Duplicate the part of the items below that opens with the line containing "point at the building under construction" and closes with the line containing "<point>388,282</point>", both lines included.

Location identification items:
-------
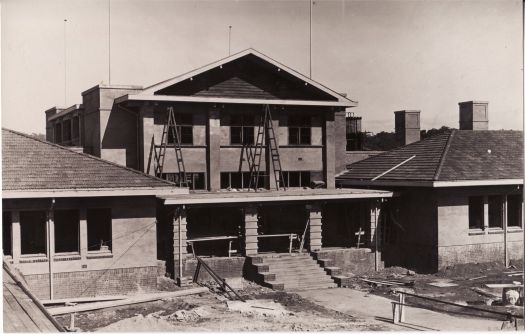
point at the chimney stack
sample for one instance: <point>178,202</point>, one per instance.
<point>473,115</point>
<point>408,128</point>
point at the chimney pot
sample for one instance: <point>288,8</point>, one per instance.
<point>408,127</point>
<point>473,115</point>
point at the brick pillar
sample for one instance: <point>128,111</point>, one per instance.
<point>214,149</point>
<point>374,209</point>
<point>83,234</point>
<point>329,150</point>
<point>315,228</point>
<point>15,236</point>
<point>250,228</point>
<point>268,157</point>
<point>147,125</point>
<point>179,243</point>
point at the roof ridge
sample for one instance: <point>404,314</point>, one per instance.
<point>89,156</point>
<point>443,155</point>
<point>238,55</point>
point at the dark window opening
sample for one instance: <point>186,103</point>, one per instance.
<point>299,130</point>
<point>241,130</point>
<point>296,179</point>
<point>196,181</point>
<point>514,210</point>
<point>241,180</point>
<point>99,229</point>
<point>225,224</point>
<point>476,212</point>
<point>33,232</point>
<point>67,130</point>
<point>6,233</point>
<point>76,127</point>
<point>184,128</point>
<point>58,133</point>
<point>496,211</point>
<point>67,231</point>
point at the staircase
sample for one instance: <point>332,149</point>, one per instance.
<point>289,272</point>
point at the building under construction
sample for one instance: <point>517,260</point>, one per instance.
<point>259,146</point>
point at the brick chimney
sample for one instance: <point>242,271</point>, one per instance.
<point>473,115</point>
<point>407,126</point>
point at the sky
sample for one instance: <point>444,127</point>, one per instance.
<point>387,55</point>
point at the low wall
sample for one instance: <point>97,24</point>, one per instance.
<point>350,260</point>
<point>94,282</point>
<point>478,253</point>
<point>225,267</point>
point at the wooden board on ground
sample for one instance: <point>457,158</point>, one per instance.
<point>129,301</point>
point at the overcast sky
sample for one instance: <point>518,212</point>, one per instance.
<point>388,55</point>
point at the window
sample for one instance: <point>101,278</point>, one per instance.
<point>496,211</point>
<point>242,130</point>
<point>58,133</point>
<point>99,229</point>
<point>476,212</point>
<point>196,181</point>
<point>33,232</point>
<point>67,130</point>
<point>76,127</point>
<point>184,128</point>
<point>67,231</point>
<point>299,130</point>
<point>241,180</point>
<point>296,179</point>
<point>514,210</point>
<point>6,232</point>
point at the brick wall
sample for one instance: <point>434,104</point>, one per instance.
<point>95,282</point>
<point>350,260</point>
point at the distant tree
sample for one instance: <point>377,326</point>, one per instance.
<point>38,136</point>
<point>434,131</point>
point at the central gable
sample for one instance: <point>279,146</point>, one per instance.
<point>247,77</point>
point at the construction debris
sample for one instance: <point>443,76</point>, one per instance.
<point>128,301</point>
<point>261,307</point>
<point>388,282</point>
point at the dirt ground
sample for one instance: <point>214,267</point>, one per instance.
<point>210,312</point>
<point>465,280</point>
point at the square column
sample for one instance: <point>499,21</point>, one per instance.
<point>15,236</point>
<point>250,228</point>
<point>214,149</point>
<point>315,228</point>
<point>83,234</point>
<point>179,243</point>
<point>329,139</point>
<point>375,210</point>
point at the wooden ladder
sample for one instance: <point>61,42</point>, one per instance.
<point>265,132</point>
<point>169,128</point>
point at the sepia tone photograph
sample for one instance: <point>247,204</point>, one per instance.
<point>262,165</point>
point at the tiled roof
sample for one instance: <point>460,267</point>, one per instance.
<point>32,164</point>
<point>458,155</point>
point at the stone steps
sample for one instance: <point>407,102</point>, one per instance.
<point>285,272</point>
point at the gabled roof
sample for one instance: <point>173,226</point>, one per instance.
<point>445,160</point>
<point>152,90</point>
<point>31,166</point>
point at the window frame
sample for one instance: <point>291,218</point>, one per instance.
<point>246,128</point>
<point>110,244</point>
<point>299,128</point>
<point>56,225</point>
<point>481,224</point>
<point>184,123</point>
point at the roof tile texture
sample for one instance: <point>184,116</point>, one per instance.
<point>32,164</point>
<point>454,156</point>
-------
PROBLEM SOLUTION:
point at the building under construction
sample for one instance: <point>517,260</point>, one per instance.
<point>259,146</point>
point at the brick chimney
sample for one instance: <point>242,271</point>, one per instance.
<point>473,115</point>
<point>407,126</point>
point at the sky
sample for one instance: <point>444,127</point>, one per instance.
<point>387,55</point>
point at the low wall
sample for one instance: <point>97,24</point>, one per instance.
<point>350,260</point>
<point>94,282</point>
<point>478,253</point>
<point>225,267</point>
point at the wooden board on ground
sample for one instance: <point>457,158</point>, one per instance.
<point>129,301</point>
point at the overcast sky
sample for one instance: <point>518,212</point>, one per instance.
<point>388,55</point>
point at the window
sample for one instance: <point>101,278</point>, one per instance.
<point>496,211</point>
<point>242,130</point>
<point>58,133</point>
<point>99,229</point>
<point>476,212</point>
<point>196,181</point>
<point>33,232</point>
<point>67,130</point>
<point>76,127</point>
<point>184,128</point>
<point>67,231</point>
<point>299,130</point>
<point>241,180</point>
<point>296,179</point>
<point>514,210</point>
<point>6,232</point>
point at the brick wall
sample for one instance: <point>434,104</point>, one per instance.
<point>95,282</point>
<point>350,260</point>
point at the distant tree
sample for one instance: <point>377,326</point>, one per instance.
<point>38,136</point>
<point>434,131</point>
point at the central gable
sample for one instance: <point>279,146</point>, one per instance.
<point>247,77</point>
point at the construction debris
sample for one instance: <point>443,76</point>, one per instance.
<point>128,301</point>
<point>261,307</point>
<point>388,282</point>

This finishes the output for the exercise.